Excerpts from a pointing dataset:

┏━━

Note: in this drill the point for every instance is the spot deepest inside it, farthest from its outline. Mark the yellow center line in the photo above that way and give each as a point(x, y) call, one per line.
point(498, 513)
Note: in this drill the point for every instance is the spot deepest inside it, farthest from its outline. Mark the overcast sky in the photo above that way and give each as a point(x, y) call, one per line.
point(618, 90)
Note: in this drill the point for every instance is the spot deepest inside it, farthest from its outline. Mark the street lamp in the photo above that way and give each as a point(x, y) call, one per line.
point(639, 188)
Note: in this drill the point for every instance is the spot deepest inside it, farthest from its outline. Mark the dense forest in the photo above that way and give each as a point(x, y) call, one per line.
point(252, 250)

┗━━
┏━━

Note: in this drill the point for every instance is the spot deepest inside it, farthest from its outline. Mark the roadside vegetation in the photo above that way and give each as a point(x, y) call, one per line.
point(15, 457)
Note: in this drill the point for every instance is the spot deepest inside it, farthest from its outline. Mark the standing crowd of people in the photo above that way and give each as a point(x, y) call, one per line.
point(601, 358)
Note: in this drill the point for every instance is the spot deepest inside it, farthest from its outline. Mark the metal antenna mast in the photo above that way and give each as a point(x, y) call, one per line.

┗━━

__EXERCISE OBJECTIVE__:
Write out the data again from the line with "Mark the street" to the line with "point(252, 250)", both lines included, and shift every coordinate in the answers up by 55.

__WRITTEN SOLUTION__:
Note: in this drill the point for every instance is the spot deepest inside it, farthest from its outline. Mark the street lamp in the photo above that way and give each as a point(x, y) call, one per line.
point(694, 243)
Note: in this drill the point for every instance is the spot deepest inside it, farthest from its outline. Mark the dense forest in the photo above that way and give each as a point(x, y) call, one per line.
point(307, 305)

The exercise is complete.